### AIM OF THE TASK
All of the entries are to be repeated exactly, with no pictures included.

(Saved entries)
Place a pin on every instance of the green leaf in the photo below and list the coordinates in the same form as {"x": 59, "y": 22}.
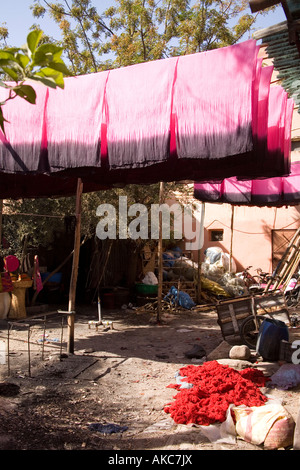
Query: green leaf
{"x": 48, "y": 72}
{"x": 23, "y": 60}
{"x": 4, "y": 55}
{"x": 33, "y": 39}
{"x": 11, "y": 72}
{"x": 26, "y": 92}
{"x": 2, "y": 120}
{"x": 46, "y": 53}
{"x": 59, "y": 66}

### COMPLETED TASK
Place a pin on every instance of the green leaf in the photo below and list the coordinates in the same form as {"x": 59, "y": 22}.
Query: green leaf
{"x": 48, "y": 72}
{"x": 23, "y": 60}
{"x": 4, "y": 55}
{"x": 33, "y": 39}
{"x": 11, "y": 72}
{"x": 26, "y": 92}
{"x": 2, "y": 120}
{"x": 46, "y": 53}
{"x": 59, "y": 66}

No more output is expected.